Put every line of the rows below into a numbered list, leaving out the blank lines.

(Material for this task)
** BEGIN **

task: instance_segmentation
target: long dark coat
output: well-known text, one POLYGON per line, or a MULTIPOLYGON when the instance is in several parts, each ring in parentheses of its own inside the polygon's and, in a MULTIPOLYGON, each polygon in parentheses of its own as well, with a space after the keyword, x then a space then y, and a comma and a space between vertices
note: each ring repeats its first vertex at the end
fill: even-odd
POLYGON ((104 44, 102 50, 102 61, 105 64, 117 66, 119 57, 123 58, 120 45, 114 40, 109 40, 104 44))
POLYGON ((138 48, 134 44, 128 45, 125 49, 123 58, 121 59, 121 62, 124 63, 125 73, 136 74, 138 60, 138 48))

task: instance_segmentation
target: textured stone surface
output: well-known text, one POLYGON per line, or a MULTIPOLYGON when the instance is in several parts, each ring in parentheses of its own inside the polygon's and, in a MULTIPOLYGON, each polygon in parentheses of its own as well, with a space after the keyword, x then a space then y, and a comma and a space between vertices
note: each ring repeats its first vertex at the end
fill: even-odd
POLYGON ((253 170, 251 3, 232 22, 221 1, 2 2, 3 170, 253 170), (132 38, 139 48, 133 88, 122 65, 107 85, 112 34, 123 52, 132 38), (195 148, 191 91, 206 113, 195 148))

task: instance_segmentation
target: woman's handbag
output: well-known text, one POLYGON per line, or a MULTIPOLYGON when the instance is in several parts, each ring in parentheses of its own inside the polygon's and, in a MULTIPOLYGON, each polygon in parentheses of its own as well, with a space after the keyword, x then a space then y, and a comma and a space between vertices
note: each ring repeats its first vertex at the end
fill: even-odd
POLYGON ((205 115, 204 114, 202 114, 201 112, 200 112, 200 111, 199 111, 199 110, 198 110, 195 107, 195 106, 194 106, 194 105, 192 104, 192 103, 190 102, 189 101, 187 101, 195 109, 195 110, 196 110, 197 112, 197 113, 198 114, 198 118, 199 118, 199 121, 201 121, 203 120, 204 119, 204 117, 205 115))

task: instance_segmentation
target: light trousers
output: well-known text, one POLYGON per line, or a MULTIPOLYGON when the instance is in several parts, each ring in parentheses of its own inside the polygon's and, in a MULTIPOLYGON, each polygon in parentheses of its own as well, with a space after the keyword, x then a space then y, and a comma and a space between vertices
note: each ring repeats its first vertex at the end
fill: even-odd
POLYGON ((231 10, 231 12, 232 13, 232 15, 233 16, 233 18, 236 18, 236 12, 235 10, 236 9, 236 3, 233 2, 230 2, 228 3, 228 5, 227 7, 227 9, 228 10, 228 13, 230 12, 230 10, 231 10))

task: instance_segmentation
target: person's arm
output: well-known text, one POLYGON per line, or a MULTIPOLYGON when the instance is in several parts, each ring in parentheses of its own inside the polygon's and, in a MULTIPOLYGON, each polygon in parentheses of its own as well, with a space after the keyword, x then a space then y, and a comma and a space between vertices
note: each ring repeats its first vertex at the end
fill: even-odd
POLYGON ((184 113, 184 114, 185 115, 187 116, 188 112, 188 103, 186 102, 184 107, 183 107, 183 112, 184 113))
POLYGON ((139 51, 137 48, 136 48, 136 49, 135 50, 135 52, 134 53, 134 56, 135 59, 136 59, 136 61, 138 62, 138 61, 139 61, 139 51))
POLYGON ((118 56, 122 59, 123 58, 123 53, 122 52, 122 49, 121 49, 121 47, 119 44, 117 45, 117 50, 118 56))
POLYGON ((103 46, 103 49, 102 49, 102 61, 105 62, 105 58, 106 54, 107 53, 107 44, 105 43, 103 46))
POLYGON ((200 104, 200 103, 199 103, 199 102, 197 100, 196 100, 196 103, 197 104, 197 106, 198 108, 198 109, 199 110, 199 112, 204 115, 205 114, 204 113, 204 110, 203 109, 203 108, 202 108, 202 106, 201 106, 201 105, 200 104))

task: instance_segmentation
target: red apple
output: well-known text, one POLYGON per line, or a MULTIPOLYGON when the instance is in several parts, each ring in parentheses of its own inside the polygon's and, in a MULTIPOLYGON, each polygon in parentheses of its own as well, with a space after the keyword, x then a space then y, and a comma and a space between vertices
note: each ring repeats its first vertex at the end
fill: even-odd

** END **

(Result)
1. task: instance_segmentation
2. target: long dark coat
3. output: well-known text, one POLYGON per line, or a MULTIPOLYGON when the instance is in several parts, each ring in parentheses of its own inside the polygon's and, in a MULTIPOLYGON, each polygon in parentheses of its own as well, with a space after the keyword, x then a space then y, and a comma and a space between vertices
4. note: each ring repeats its first vertex at the end
5. fill: even-odd
6. POLYGON ((104 44, 102 50, 102 61, 105 64, 117 66, 119 57, 123 58, 120 45, 114 40, 109 40, 104 44))
7. POLYGON ((138 48, 134 44, 128 45, 125 49, 123 58, 121 59, 121 62, 124 63, 125 73, 136 74, 138 60, 138 48))
8. task: instance_segmentation
9. target: textured stone surface
10. output: well-known text, one POLYGON per line, or a MULTIPOLYGON when the instance is in several parts, each ring in parentheses of its own inside the polygon's and, in a MULTIPOLYGON, each polygon in parentheses of its own as well, with a space after the keyword, x then a space then y, and a comma and a space between vertices
11. note: each ring repeats its first vertex at the end
12. fill: even-odd
13. POLYGON ((253 170, 251 3, 232 22, 221 1, 2 2, 3 170, 253 170), (132 38, 139 48, 133 88, 122 65, 107 85, 112 34, 123 52, 132 38), (195 148, 191 91, 206 113, 195 148))
14. task: instance_segmentation
15. target: woman's handbag
16. output: well-known text, one POLYGON per line, or a MULTIPOLYGON when the instance is in several parts, each ring in parentheses of its own inside the polygon's and, in a MULTIPOLYGON, each polygon in parentheses of its own as well, with a space after the keyword, x then a space then y, and a comma and a space between vertices
17. note: each ring repeats its first vertex at the end
18. fill: even-odd
19. POLYGON ((205 115, 204 114, 202 114, 201 112, 200 112, 200 111, 199 111, 199 110, 198 110, 195 107, 195 106, 194 106, 194 105, 192 104, 192 103, 190 102, 189 101, 187 101, 195 109, 195 110, 196 110, 197 112, 197 113, 198 114, 198 118, 199 118, 199 121, 201 121, 203 120, 204 119, 204 117, 205 115))
20. task: instance_segmentation
21. target: light trousers
22. output: well-known text, one POLYGON per line, or a MULTIPOLYGON when the instance is in several parts, each ring in parentheses of its own inside the polygon's and, in a MULTIPOLYGON, each polygon in parentheses of its own as well, with a space after the keyword, x then a space then y, and a comma and a space between vertices
23. note: each ring repeats its first vertex at the end
24. fill: even-odd
25. POLYGON ((231 10, 231 12, 232 13, 232 15, 233 16, 233 18, 236 18, 236 12, 235 10, 236 9, 236 3, 233 2, 230 2, 228 3, 228 5, 227 7, 227 9, 228 10, 228 13, 230 12, 230 10, 231 10))
26. task: instance_segmentation
27. target: person's arm
28. output: well-known text, one POLYGON per line, or a MULTIPOLYGON when the instance is in several parts, each ring in parentheses of its own inside the polygon's and, in a MULTIPOLYGON, each polygon in parentheses of its own as well, with a space after the keyword, x then a space then y, and a comma and a space between vertices
29. note: each ring repeats its first vertex at the end
30. fill: even-odd
31. POLYGON ((184 113, 184 114, 185 115, 187 116, 188 112, 188 103, 186 102, 184 107, 183 107, 183 112, 184 113))
32. POLYGON ((139 51, 137 48, 136 48, 136 49, 135 50, 135 52, 134 53, 134 56, 135 59, 136 59, 136 61, 138 62, 138 61, 139 61, 139 51))
33. POLYGON ((118 56, 122 59, 123 58, 123 53, 122 52, 122 49, 121 49, 121 47, 119 44, 117 45, 117 50, 118 56))
34. POLYGON ((103 46, 103 49, 102 49, 102 61, 105 62, 105 58, 106 54, 107 53, 107 44, 105 43, 103 46))
35. POLYGON ((200 104, 200 103, 199 103, 199 102, 197 100, 196 100, 196 103, 197 104, 197 106, 198 108, 198 109, 199 110, 199 112, 204 115, 205 114, 204 113, 204 110, 203 109, 203 108, 202 108, 202 106, 201 106, 201 105, 200 104))
36. task: instance_segmentation
37. target: red apple
38. output: well-known text, one POLYGON per line, or a MULTIPOLYGON when the instance is in several parts, each ring in parentheses of its own inside the polygon's and, in a MULTIPOLYGON, each polygon in parentheses of its own as well, with a space after the keyword, x then a space then y, and a comma and a space between vertices
39. note: each ring repeats its first vertex at the end
40. fill: even-odd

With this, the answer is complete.